• 課題 1
次の(a)～(c)は本文の内容と合っていますか？それぞれ「はい」か「いいえ」で答え、決め手となる本文の語句をそのまま引用してください。
(a) 日本製鉄は米国内で2兆円規模の投資をおこなうようだ。
(b) 筆者は、海外の企業を買収して稼ぐやり方は必ずうまくいくと考えている。
(c) 今では鉄は斜陽産業の代名詞とされている。

• 本文
◇ ◇ ◇ ◇ ◇ ◇ ◇

日本製鉄のUSスティール買収が話題になっている。今後、
2兆円規模の投資を米国内でおこなうようだ。日本企業は
独力で事業を展開できる力を失ってきているようだ。こ
れまで国内ではたくさんの工場や事業所の閉鎖がおこな
われてきた。
このような大手企業の姿勢は、国内を捨てて海外の企業
を買収することで売上と利益を稼ぎ出そうとする行動で
もある。日本企業ではあるが、いわば日本を捨てて海外
で稼ごうという算段だ。うまくいくのだろうか、と私は
考えている。
鉄は国家なり、という時代があった。昭和を思い出す懐
かしい言葉だ。今では中国の台頭で斜陽産業の代名詞だ。

◇ ◇ ◇ ◇ ◇ ◇ ◇

• コレクションの記録
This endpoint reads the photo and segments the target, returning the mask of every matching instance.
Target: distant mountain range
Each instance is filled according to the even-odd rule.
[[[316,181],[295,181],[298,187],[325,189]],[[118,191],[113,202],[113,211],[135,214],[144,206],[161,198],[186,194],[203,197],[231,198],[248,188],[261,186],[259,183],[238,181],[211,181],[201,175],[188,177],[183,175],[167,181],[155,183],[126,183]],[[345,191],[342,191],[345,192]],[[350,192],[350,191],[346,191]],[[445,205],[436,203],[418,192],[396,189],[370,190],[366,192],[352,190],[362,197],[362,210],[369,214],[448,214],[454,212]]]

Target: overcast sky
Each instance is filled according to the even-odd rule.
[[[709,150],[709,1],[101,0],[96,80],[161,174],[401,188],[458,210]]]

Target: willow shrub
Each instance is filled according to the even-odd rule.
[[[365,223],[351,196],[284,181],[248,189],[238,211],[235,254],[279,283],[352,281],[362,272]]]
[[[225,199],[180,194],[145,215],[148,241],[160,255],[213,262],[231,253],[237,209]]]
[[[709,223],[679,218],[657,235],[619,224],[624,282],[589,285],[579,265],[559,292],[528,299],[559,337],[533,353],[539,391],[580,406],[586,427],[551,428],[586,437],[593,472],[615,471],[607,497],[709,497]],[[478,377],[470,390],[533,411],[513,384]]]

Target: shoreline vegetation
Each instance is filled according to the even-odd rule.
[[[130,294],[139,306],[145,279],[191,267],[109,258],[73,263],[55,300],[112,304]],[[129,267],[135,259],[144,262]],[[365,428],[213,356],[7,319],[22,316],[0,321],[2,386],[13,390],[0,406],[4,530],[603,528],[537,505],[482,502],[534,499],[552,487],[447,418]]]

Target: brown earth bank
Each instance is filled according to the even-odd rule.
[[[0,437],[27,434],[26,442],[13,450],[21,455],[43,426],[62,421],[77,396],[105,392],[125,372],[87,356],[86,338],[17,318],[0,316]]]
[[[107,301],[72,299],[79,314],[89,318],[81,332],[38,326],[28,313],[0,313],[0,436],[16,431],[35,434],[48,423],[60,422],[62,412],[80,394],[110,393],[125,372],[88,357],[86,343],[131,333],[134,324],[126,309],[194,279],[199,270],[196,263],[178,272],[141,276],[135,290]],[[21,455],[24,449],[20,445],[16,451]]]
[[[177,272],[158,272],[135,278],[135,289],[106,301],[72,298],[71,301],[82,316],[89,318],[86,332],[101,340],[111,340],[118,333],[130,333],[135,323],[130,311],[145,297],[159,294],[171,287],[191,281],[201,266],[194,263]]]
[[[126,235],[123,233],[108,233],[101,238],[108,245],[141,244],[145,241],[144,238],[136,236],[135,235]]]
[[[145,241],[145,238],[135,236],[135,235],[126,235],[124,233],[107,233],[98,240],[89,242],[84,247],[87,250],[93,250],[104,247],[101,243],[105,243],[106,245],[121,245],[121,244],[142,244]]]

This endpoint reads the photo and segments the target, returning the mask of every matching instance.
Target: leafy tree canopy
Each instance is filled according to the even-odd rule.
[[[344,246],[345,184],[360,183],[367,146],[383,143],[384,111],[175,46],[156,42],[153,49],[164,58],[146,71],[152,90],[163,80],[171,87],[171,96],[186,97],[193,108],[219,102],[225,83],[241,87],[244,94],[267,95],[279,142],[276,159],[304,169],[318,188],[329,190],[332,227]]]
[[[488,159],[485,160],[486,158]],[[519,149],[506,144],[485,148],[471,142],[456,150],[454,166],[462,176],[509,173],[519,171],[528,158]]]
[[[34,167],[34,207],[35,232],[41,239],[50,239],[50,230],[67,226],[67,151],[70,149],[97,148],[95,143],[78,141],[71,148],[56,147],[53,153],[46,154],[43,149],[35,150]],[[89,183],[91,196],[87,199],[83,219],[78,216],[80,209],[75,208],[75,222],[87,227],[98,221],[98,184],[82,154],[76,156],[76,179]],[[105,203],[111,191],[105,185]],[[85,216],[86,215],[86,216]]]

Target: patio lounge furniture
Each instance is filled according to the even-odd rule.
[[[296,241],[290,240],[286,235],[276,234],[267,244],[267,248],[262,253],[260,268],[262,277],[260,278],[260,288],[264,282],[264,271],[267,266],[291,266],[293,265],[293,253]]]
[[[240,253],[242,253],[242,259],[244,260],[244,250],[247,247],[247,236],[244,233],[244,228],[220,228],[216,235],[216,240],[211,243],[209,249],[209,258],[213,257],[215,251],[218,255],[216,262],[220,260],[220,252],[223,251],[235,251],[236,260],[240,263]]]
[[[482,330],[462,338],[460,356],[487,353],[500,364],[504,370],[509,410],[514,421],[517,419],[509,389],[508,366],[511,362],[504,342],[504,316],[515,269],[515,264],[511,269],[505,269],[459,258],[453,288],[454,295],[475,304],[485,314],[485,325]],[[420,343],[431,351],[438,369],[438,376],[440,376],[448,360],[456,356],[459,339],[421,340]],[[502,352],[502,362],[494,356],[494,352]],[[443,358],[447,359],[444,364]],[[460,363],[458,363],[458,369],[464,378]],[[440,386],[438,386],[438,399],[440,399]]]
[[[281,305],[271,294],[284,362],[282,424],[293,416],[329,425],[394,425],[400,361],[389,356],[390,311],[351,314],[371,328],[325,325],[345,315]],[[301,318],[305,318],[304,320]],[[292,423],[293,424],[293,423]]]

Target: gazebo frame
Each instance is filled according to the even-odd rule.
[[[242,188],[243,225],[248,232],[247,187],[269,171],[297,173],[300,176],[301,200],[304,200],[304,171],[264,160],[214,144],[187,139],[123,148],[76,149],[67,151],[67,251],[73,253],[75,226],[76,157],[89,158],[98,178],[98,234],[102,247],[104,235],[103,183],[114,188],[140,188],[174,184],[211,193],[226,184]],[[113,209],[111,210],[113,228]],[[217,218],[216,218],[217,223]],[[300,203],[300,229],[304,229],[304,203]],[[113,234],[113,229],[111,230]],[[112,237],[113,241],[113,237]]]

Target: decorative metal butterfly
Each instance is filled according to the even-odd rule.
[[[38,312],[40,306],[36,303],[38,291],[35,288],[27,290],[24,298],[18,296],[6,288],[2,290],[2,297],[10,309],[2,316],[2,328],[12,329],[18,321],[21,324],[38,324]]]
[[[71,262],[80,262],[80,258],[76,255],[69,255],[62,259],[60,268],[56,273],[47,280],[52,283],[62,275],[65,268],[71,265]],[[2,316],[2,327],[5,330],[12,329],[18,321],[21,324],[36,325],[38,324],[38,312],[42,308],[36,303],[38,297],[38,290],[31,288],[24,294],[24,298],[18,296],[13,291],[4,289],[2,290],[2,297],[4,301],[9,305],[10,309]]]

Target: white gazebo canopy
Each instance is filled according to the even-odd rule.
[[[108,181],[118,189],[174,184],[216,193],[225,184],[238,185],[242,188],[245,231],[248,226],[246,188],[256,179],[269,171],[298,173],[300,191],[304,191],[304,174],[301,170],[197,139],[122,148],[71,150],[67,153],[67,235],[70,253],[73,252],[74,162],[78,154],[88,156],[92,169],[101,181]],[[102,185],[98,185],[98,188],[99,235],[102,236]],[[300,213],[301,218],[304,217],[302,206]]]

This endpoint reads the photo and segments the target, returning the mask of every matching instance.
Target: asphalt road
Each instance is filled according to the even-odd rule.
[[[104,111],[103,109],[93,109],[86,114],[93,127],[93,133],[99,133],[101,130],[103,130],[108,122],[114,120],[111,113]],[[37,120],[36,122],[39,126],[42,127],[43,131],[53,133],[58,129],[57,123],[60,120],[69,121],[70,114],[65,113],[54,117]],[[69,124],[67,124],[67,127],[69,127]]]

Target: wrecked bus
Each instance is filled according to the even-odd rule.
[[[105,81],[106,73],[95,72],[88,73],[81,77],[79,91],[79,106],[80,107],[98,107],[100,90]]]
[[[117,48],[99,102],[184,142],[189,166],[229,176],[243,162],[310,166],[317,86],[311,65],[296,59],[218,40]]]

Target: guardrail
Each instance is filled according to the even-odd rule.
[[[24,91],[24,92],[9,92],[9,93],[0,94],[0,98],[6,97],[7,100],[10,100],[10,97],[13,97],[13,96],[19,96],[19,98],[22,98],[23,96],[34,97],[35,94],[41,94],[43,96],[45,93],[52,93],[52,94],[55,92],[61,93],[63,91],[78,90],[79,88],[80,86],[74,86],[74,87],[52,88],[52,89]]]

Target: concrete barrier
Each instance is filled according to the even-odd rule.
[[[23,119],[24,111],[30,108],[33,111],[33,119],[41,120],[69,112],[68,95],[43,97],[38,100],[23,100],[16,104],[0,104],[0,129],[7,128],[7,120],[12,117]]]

◇ ◇ ◇ ◇ ◇ ◇ ◇

• 課題 2
上に並んだ行のうち、「Target: guardrail」を含む行から最後の行までを、「guardrail」を「crash barrier」に置き換えて示してもらえますか？それ以外は変えないでください。

• 回答 1
(a) はい。「2兆円規模の投資を米国内でおこなうようだ」
(b) いいえ。「うまくいくのだろうか、と私は考えている」
(c) はい。「今では中国の台頭で斜陽産業の代名詞だ」

• 回答 2
Target: crash barrier
Each instance is filled according to the even-odd rule.
[[[24,91],[24,92],[9,92],[9,93],[0,94],[0,98],[6,97],[7,100],[10,100],[10,97],[13,97],[13,96],[19,96],[19,98],[22,98],[23,96],[34,97],[35,94],[41,94],[43,96],[45,93],[52,93],[52,94],[55,92],[61,93],[63,91],[78,90],[79,88],[80,86],[74,86],[74,87],[52,88],[52,89]]]

Target: concrete barrier
Each instance is filled according to the even-odd rule.
[[[23,119],[24,111],[30,108],[33,111],[33,119],[41,120],[69,112],[68,95],[43,97],[38,100],[23,100],[16,104],[0,104],[0,129],[7,128],[7,120],[12,117]]]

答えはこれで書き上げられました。